Source data:
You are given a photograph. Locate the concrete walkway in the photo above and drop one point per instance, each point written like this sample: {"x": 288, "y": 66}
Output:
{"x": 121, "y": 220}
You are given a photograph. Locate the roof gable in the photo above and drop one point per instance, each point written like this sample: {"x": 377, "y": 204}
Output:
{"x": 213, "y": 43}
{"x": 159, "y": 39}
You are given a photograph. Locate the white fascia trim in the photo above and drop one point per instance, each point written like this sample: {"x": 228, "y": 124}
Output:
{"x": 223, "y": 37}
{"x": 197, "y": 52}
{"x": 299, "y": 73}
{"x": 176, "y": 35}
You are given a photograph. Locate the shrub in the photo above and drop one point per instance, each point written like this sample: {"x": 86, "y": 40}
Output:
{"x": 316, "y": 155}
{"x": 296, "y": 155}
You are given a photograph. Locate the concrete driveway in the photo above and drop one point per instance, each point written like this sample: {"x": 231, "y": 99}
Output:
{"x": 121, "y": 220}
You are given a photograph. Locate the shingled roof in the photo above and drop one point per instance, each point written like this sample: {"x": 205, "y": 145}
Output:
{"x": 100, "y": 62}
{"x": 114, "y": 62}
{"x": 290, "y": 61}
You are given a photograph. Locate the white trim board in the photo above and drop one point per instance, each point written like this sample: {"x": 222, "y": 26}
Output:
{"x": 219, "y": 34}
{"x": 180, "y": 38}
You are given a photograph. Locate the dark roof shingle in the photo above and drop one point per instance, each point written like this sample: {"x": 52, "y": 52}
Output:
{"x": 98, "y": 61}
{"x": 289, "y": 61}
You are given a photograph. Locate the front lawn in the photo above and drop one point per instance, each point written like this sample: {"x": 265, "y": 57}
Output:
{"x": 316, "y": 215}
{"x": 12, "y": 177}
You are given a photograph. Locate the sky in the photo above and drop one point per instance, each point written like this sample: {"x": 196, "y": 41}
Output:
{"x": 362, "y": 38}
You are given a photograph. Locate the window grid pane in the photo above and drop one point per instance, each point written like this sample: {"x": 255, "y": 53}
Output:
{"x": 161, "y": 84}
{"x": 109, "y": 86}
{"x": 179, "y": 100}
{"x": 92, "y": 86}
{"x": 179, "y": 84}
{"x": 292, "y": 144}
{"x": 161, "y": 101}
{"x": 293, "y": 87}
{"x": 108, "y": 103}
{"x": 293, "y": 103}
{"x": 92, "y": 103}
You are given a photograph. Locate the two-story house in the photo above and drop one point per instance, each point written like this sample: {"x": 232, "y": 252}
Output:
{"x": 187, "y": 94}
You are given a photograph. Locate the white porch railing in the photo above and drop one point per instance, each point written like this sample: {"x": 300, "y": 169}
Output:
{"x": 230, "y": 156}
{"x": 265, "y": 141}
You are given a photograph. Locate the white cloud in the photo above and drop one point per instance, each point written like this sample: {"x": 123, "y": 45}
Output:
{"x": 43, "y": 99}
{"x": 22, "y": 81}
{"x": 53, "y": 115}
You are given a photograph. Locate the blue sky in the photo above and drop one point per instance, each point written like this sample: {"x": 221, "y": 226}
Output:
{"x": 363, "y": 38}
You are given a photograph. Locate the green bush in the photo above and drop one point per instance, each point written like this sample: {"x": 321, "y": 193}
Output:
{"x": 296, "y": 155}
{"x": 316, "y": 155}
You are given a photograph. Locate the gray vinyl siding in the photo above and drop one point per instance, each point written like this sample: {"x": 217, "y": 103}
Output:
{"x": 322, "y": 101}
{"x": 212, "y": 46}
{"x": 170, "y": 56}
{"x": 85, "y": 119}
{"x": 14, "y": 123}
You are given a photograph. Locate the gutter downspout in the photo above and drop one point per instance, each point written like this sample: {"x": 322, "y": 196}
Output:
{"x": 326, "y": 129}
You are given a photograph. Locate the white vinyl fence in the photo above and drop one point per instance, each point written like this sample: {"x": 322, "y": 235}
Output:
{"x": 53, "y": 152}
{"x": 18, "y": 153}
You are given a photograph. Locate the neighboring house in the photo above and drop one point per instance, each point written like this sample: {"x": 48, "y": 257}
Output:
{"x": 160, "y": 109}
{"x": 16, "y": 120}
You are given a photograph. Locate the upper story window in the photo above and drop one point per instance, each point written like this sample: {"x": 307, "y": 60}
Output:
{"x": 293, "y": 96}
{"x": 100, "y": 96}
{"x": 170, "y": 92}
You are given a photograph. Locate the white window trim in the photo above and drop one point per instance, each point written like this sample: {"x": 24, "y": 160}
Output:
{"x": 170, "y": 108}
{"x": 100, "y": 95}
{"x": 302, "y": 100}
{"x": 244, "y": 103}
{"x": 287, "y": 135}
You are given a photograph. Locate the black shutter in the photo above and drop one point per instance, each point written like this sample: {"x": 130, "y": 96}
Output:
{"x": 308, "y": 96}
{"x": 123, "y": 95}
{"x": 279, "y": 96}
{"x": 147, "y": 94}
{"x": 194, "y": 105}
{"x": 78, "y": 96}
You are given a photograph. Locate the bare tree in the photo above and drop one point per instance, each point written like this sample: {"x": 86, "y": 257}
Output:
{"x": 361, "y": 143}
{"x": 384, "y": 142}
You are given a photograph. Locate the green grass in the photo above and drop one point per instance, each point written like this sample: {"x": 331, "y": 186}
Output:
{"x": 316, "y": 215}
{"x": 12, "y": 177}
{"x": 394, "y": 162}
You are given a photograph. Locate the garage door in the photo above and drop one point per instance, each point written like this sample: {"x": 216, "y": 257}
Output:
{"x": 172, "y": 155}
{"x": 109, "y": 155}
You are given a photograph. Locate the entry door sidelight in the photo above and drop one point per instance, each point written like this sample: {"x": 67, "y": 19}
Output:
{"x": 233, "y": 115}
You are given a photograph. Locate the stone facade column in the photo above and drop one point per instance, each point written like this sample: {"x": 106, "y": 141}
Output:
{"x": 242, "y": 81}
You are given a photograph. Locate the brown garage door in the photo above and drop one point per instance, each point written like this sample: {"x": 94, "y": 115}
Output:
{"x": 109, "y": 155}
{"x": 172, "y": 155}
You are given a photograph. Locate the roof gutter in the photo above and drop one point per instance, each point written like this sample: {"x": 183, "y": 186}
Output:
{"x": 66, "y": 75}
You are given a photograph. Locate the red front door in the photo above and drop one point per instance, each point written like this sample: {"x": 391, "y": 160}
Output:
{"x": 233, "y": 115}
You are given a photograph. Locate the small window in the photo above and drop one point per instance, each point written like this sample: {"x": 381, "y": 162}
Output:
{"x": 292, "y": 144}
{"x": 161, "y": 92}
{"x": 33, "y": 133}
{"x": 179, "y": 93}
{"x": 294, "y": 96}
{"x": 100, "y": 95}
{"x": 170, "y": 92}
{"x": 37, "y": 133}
--
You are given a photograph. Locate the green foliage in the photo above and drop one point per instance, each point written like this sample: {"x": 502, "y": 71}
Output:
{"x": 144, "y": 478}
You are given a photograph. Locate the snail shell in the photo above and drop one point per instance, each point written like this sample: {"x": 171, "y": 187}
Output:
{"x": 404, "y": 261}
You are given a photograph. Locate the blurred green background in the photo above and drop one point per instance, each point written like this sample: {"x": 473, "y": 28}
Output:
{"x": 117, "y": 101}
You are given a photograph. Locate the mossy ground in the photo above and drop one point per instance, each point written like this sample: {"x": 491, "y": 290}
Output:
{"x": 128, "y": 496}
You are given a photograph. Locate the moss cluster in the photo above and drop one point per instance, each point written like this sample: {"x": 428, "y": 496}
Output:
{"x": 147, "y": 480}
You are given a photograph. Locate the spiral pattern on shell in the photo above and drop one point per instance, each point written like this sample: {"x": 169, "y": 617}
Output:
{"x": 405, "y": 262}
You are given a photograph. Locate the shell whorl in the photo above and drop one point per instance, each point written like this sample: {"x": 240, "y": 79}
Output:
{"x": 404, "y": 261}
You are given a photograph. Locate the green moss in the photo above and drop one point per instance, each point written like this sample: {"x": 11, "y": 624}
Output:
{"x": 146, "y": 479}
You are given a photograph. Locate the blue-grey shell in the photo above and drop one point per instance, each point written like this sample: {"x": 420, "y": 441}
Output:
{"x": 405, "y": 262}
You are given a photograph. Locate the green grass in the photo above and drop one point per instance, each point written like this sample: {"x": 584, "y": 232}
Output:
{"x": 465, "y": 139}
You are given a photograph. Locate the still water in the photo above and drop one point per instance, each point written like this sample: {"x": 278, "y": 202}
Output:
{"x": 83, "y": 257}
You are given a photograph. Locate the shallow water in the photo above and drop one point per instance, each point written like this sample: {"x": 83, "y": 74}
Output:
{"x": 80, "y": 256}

_Problem_. Gather every line of the entries above that contains the string "gutter", copying each line as it appears.

_Full output_.
You are given a photograph. Locate the gutter downspout in the photo above and drop one point per instance, each point written like this sample: {"x": 322, "y": 196}
You are given a photograph. Locate the roof gutter in the photo above and drop one point per instance, each point written like this sample: {"x": 183, "y": 186}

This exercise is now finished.